> **Given problem**
Rewrite every line of the data, starting at the line containing "Isolate the white wall in this frame." and ending at the line containing "289,222,436,334". Add 97 to each bounding-box coordinate and leave every other number unchanged.

Records excerpted from a collection:
== == ==

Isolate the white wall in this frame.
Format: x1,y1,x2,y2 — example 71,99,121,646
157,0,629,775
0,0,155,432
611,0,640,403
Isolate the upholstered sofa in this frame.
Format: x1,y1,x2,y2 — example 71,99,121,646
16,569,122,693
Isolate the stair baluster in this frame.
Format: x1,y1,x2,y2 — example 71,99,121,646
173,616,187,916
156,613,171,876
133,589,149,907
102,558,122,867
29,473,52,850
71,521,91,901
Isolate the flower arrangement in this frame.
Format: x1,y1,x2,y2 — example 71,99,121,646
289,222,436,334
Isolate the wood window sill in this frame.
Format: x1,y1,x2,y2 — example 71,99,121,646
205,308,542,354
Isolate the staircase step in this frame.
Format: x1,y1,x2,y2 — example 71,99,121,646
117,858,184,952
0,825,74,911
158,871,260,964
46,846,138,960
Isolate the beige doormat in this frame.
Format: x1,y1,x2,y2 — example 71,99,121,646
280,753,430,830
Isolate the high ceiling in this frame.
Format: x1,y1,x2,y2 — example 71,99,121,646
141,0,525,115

== == ==

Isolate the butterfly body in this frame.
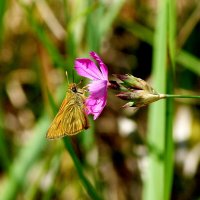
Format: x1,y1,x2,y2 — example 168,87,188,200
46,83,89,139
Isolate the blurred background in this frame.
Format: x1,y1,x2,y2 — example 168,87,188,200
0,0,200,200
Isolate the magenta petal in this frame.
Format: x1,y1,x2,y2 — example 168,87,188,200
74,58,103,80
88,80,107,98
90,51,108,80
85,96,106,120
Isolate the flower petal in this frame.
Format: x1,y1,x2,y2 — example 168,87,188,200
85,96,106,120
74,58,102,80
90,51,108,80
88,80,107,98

== == ==

> **Solution to this task**
Isolate the white wall in this frame.
Format: x1,y1,x2,y2 — example 71,99,121,646
254,97,726,872
97,97,252,529
708,97,737,500
Isolate the upholstered sofa in this frame.
Format: x1,y1,x2,y2 — example 71,99,121,646
113,666,219,790
Isolate the stair baluster in this frame.
Format: x1,y1,x2,y2 — example 71,99,121,646
270,713,284,1013
253,710,268,973
230,686,246,1004
199,655,219,964
126,570,149,947
168,618,188,998
Isolate the flower arrangement in this frame.
Format: x1,y1,x2,y2 — example 71,99,121,646
386,319,533,431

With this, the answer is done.